→ Prompt
Where the records below show a line containing "vest and place a point on every instance?", start copying; end with the line containing "bow and place a point on every instance?", and copy it too.

→ Records to process
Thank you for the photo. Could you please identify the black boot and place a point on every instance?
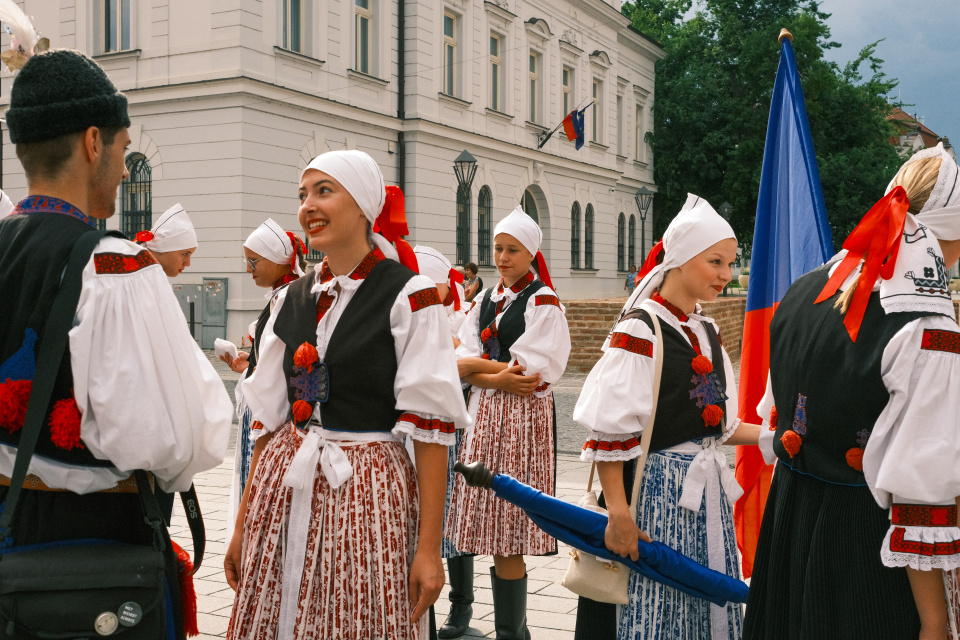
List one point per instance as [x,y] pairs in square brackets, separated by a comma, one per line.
[460,570]
[509,607]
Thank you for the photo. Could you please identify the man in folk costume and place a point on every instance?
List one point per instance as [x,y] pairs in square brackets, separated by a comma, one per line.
[435,266]
[134,392]
[864,365]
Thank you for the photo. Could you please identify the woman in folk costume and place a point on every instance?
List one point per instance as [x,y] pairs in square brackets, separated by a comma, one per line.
[687,492]
[172,240]
[274,258]
[514,346]
[435,266]
[338,535]
[864,365]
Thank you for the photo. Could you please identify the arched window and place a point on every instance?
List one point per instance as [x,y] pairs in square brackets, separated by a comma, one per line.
[463,224]
[136,207]
[575,236]
[621,242]
[529,206]
[588,238]
[484,214]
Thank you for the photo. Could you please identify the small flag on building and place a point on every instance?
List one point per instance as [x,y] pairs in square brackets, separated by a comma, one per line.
[573,127]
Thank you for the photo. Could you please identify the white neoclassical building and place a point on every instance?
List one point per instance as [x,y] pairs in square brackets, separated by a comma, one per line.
[230,99]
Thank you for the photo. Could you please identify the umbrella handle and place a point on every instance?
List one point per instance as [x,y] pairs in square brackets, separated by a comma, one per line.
[475,474]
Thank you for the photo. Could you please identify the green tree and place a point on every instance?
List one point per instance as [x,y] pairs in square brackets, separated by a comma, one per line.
[713,92]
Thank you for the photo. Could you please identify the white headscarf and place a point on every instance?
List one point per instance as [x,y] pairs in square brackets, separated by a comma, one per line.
[273,243]
[695,229]
[941,213]
[522,227]
[360,175]
[173,232]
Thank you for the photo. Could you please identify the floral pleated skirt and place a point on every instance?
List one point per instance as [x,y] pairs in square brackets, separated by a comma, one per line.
[512,435]
[360,545]
[659,612]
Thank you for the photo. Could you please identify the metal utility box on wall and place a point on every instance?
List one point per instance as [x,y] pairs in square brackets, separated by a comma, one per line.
[213,313]
[189,297]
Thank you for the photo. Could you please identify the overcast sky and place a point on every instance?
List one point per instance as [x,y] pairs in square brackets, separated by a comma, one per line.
[921,49]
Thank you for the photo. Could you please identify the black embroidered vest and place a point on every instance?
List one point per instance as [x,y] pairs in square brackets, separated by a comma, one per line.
[512,324]
[828,389]
[361,356]
[34,249]
[679,418]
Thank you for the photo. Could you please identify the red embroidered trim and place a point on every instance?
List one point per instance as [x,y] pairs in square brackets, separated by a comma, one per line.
[423,299]
[922,515]
[119,263]
[324,302]
[934,340]
[427,425]
[632,344]
[899,545]
[618,445]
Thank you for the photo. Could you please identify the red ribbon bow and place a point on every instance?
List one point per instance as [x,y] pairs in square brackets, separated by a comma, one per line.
[392,225]
[876,241]
[455,278]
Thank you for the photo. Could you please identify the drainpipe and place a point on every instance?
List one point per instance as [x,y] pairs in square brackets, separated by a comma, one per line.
[401,90]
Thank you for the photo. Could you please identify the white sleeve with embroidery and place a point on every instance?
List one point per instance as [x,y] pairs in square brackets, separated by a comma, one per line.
[265,390]
[617,397]
[767,431]
[427,386]
[470,346]
[913,449]
[149,397]
[545,344]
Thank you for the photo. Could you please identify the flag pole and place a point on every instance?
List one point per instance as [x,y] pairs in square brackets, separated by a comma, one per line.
[543,137]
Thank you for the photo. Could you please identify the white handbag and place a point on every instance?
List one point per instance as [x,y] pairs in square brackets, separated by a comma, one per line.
[596,578]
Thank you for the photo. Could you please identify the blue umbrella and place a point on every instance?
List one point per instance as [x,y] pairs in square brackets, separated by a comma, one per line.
[583,529]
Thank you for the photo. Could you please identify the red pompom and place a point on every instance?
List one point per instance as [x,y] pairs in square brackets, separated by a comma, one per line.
[188,595]
[855,458]
[14,395]
[712,415]
[65,424]
[306,356]
[791,441]
[702,365]
[302,410]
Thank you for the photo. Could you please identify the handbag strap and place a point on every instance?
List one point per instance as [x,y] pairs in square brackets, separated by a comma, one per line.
[648,429]
[49,356]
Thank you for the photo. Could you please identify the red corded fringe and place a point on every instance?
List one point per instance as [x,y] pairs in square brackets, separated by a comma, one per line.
[188,595]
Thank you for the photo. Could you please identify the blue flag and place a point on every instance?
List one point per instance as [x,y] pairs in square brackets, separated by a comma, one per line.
[791,237]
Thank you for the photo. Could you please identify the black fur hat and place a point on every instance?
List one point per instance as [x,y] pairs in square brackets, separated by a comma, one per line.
[60,92]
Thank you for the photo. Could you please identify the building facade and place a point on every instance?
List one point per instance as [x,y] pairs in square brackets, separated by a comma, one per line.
[230,99]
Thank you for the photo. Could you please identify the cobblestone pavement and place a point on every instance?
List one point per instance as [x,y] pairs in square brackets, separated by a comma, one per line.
[551,609]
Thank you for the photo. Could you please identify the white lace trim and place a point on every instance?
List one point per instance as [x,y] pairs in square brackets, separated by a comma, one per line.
[920,562]
[431,436]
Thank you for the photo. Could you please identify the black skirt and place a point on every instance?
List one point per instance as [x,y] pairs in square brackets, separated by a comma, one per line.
[818,572]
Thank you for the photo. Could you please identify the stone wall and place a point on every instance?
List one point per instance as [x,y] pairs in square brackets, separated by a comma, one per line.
[591,320]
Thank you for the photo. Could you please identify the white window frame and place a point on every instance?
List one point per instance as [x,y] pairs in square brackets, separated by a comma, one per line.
[450,54]
[496,73]
[120,28]
[535,60]
[596,118]
[360,15]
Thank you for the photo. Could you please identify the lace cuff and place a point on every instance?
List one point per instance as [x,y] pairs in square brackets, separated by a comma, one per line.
[432,430]
[610,447]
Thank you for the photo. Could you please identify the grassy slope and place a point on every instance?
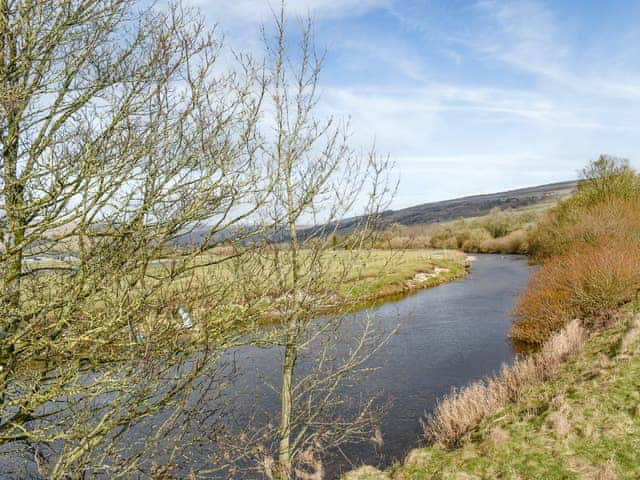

→ Response to this exercise
Thank you for the photo. Could you please identify the black embroidered vest and place a point on every instance?
List one point per instance as [x,y] pairs in square brackets, separated by a comma, one per line.
[512,324]
[828,389]
[361,356]
[34,249]
[679,418]
Thank you for the photo. Could you please identify the red embroidered trim and place a point on every instance?
List one point per instance as [x,y] pairs in square brackets, separated by a comma, one per line.
[423,299]
[922,515]
[119,263]
[324,302]
[934,340]
[427,425]
[632,344]
[899,545]
[618,445]
Thank you for the photo. Could you please identify the red ribbon bow and place a point on every instance?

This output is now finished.